*What you need to do*
Output the lines below, from the line with "Locate the pedestrian" up to and including the line with "[892,313,946,455]", as a Markdown table with the columns No. and Text. Give each line its own numbered row and leave out any blank lines.

Bounding-box records
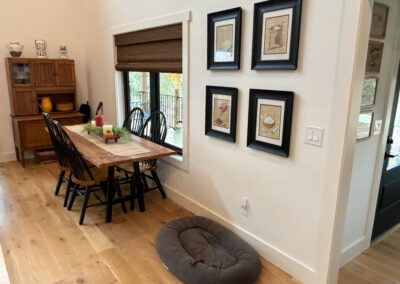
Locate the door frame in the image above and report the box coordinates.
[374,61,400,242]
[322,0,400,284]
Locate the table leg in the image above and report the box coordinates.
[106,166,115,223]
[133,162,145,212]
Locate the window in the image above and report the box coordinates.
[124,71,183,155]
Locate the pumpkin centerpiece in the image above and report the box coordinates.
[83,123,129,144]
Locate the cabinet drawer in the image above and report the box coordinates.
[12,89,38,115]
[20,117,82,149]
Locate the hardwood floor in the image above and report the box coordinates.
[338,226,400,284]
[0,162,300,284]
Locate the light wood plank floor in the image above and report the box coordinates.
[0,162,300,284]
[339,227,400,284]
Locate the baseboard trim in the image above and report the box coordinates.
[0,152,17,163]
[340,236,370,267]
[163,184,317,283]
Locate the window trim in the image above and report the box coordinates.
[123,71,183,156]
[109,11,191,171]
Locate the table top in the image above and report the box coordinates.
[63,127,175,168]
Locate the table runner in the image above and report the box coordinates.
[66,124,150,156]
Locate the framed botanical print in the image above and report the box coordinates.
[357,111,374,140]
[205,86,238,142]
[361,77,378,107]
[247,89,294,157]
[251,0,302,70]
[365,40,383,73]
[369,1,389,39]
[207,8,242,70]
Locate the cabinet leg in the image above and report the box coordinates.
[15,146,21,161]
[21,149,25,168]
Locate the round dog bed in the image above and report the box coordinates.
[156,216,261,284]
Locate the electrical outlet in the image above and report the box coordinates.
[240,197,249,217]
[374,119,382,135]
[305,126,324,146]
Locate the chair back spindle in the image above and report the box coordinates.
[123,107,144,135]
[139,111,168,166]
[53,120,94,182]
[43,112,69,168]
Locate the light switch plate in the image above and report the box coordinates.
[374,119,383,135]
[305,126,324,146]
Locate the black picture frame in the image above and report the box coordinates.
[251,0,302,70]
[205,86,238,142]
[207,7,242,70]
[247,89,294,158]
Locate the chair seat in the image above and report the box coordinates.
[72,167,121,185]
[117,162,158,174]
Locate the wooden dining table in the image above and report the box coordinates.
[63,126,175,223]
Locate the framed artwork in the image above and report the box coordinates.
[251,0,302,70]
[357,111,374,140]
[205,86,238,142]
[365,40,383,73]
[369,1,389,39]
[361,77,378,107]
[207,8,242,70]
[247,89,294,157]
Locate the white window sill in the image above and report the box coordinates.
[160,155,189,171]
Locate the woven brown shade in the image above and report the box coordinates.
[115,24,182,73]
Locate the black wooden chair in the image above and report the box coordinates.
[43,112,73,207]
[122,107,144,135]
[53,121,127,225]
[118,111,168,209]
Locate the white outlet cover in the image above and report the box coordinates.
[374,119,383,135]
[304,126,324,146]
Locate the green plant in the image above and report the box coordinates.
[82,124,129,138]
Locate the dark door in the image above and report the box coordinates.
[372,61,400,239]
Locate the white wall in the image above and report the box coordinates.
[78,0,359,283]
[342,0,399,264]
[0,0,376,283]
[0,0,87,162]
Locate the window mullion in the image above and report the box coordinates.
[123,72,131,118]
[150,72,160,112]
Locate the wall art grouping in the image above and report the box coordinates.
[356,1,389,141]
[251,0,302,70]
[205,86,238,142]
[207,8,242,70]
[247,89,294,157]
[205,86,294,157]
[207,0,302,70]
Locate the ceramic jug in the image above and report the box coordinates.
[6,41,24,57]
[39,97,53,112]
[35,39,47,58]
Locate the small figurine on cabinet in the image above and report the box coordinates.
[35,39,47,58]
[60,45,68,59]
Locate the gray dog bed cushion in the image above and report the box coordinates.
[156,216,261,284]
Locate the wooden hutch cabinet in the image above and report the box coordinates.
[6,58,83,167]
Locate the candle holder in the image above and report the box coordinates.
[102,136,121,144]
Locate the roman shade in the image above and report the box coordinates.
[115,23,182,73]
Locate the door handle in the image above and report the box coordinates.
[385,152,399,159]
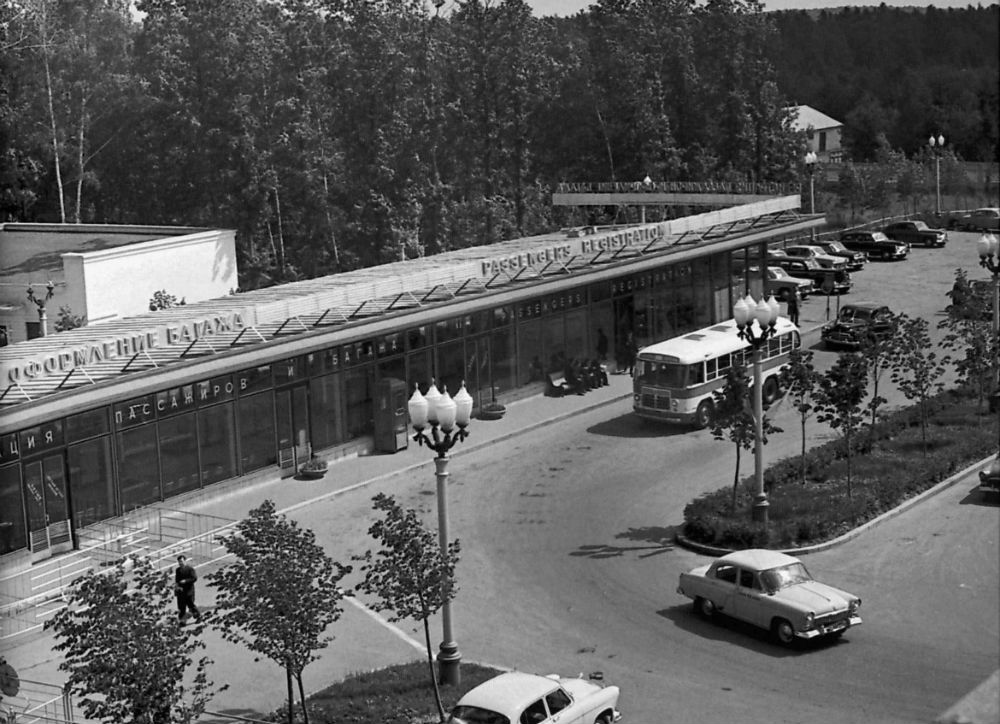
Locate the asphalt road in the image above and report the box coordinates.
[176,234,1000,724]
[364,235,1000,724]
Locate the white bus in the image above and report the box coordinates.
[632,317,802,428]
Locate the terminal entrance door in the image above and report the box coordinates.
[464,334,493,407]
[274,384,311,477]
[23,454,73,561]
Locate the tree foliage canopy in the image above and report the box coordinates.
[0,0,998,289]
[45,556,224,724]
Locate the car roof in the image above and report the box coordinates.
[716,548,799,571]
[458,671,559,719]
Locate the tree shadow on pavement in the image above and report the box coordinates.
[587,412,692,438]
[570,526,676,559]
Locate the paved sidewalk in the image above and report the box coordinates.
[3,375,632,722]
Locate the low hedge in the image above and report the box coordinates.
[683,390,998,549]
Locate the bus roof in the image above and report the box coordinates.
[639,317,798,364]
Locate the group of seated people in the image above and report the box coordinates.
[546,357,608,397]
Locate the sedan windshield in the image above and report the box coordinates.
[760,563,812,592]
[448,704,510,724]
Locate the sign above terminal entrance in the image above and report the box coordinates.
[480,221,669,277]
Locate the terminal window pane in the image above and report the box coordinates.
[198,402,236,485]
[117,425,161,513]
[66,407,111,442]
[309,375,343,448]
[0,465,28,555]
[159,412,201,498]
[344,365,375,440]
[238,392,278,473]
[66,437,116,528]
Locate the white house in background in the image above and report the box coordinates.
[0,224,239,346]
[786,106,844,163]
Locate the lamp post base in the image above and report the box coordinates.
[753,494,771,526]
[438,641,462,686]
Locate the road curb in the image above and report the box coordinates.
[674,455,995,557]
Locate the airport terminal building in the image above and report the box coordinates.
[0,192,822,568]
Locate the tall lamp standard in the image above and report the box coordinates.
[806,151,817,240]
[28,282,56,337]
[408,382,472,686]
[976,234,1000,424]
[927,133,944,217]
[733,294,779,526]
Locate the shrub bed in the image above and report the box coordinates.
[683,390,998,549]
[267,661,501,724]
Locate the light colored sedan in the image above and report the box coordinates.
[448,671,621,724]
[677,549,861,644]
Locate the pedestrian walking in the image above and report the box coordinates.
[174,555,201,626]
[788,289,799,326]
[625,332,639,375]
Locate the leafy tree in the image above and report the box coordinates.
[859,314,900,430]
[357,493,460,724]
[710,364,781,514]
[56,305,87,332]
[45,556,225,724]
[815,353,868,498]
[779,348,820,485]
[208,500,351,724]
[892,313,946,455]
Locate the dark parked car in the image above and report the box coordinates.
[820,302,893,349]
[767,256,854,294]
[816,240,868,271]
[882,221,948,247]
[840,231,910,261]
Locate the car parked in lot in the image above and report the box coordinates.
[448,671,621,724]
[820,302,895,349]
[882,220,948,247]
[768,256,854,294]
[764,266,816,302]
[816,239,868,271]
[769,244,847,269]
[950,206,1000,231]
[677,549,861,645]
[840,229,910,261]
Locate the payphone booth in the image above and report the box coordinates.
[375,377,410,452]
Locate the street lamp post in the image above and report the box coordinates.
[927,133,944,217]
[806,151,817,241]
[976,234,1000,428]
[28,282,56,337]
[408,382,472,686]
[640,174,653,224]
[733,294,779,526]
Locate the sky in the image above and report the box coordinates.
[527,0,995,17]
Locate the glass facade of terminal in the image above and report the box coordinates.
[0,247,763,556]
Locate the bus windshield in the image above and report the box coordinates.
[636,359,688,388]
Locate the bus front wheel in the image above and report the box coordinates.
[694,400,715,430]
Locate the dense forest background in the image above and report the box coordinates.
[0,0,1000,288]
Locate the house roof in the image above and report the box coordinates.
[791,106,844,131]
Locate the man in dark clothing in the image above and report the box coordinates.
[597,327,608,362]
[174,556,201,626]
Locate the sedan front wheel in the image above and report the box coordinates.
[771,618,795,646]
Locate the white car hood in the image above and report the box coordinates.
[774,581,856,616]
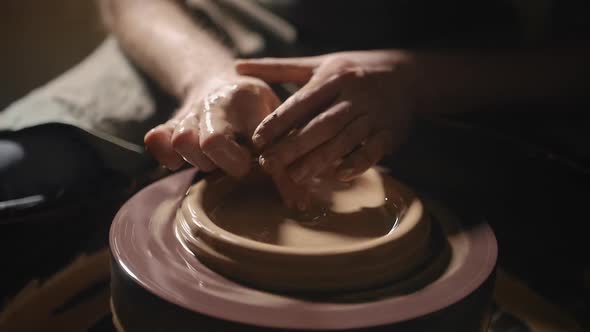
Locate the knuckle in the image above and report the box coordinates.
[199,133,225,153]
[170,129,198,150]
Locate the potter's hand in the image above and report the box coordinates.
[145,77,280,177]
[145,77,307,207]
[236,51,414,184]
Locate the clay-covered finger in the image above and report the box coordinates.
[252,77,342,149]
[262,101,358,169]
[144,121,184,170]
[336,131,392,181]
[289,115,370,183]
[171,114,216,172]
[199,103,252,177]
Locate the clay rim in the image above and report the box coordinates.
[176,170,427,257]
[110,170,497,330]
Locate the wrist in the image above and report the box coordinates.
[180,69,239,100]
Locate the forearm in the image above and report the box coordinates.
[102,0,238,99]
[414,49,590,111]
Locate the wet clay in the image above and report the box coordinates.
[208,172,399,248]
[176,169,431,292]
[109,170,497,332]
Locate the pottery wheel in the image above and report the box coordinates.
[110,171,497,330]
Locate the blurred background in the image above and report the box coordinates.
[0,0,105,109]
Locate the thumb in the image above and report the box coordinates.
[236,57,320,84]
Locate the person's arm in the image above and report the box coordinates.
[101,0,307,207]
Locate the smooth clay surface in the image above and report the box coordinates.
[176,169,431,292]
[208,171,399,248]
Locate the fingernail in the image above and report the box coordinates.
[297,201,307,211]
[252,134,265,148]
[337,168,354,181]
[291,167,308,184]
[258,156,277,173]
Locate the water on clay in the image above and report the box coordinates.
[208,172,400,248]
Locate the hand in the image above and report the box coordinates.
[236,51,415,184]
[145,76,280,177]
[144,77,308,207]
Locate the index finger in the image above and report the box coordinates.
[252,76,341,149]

*Expected output*
| No. | Text |
|---|---|
| 1 | Locate the pedestrian walking in the image above and report the box coordinates. |
| 2 | [174,555,201,626] |
| 3 | [788,289,799,326] |
| 4 | [625,332,639,375] |
| 5 | Locate the leafy tree in the image above and report the box coordinates. |
| 6 | [859,314,900,430] |
| 7 | [357,493,460,724] |
| 8 | [710,364,781,514] |
| 9 | [56,305,87,332] |
| 10 | [45,556,225,724] |
| 11 | [815,353,868,498] |
| 12 | [779,348,820,485] |
| 13 | [208,500,351,724] |
| 14 | [892,313,946,455] |